» **Selected extract**:
-- Opening Marker --

Greene County lawmakers, mostly Republican, have been waging a battle with Democratic governors in Albany for decades. Supervisors in Columbia County, mostly Republican, have been mixing it up with Democratic administrations for a long time.

The latest battlefield is EFMAP, or Enhanced Financial Medical Assistance Percentage, funds the federal government provides to states to contribute to the Medicaid program. Since the passage of the Affordable Care Act in 2012, New York state has shared these funds with the counties, saving them millions of dollars in Medicaid costs.

Gov. Kathy Hochul’s $227 billion proposed budget, unveiled last week, would reverse that long-standing practice of sharing federal Medicaid funds with counties, a move that would shift a massive financial burden to local governments, taxpayers, renters and small business owners. It’s no surprise, then, that Greene and Columbia County officials got up on their hind legs Tuesday over the proposal.

Greene County Department of Social Services Commissioner Kira Pospesel said she was “shocked” when hearing of the change, and compared it to a heist, calling the state’s move “the biggest robbery we’ve ever seen.” Greene County Administrator Shaun Groden called the maneuver the “biggest transfer of state applications to the counties in the last 25 years.”

It will mean tax increases at a time when the two counties and their municipalities are trying to restrain spending, said Columbia County Board of Supervisors Chairman Matt Murell. “[The change] translates to a 5 to 8% property tax increase, which is very concerning and will severely impact homeowners,” Murell said Wednesday.

U.S. Rep. Marc Molinaro, NY-19, threw down the loudest gauntlet.

“The governor’s budget proposal employs a sleight of hand trick to steal tens of millions of dollars in Medicaid funds from the balance sheets of county governments,” Molinaro said. “In essence, the governor is taking federal dollars reserved for local governments to help our most vulnerable and using them to subsidize a bloated and broken state bureaucracy. These dramatic losses in revenue will force leaders in local government to raise property taxes to sustain programs underserved communities rely on and directly threaten the most fundamental services like fire, police and emergency medical.”

The bottom line is this: With Groden and other county leaders predicting a recession, a topsy-turvy job recovery scenario and people leaving the region for less expensive locales, the governor needs to stop robbing Peter to pay Paul and continue sharing these invaluable funds with the counties.

-- Closing Marker --

» **Your instructions**: Return the stretch of the Medicaid funding editorial from "The latest battlefield" through "in Medicaid costs.", copied word for word. The listing that comes next is from a different source than the editorial on county Medicaid funds.

» **Data shown**:
-- Opening Marker --

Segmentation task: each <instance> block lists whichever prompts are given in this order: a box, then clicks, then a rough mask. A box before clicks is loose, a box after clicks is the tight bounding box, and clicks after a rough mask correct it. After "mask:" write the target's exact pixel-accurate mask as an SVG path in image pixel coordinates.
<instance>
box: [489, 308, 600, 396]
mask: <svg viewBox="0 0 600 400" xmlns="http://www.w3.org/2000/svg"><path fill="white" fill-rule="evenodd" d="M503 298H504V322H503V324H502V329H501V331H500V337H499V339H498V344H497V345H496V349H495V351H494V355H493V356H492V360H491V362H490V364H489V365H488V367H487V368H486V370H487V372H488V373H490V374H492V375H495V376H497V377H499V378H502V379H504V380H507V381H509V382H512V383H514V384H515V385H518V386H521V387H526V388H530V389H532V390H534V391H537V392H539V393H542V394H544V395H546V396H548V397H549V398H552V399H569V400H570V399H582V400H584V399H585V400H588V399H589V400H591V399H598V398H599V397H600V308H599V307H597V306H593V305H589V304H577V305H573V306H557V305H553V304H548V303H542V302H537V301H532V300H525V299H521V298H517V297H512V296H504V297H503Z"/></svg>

-- Closing Marker --

» **Answer to this problem**:
The latest battlefield is EFMAP, or Enhanced Financial Medical Assistance Percentage, funds the federal government provides to states to contribute to the Medicaid program. Since the passage of the Affordable Care Act in 2012, New York state has shared these funds with the counties, saving them millions of dollars in Medicaid costs.